[start]

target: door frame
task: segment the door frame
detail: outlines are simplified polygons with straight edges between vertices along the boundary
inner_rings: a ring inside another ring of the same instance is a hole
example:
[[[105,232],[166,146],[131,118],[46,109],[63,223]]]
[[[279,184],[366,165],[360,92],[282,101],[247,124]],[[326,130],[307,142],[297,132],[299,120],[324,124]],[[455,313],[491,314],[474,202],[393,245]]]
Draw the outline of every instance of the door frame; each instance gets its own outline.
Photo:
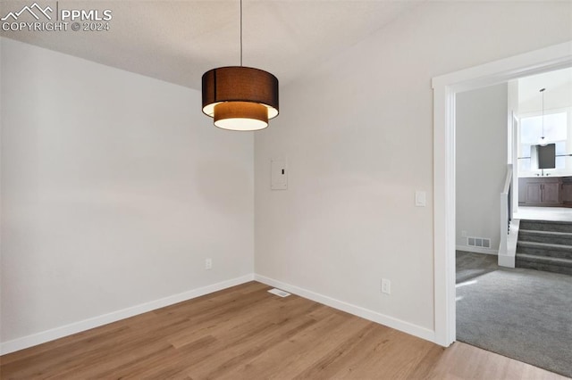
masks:
[[[433,78],[435,343],[456,340],[455,94],[572,67],[572,41]]]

[end]

◆ WORK TO BE COMPLETED
Please rewrite the records above with "door frame" changed to "window frame" everywhere and everything else unchanged. Leave out the pictures.

◆ COMPLETED TASK
target: window frame
task: segment the window frame
detail: outlines are simplified polygons with straight edges between vertices along the boundary
inner_rings: a ring inside another ring of the same instance is a hole
example:
[[[105,232],[166,146],[131,118],[46,109],[63,223]]]
[[[279,184],[366,165],[360,92],[282,101],[247,124]],[[326,130],[307,142],[297,132],[299,120],[324,124]],[[455,313],[491,314],[474,202],[393,245]]]
Draw the outline of every instance of the window frame; each instance gets its own outline.
Photo:
masks:
[[[433,78],[435,343],[456,340],[455,94],[572,67],[572,41]]]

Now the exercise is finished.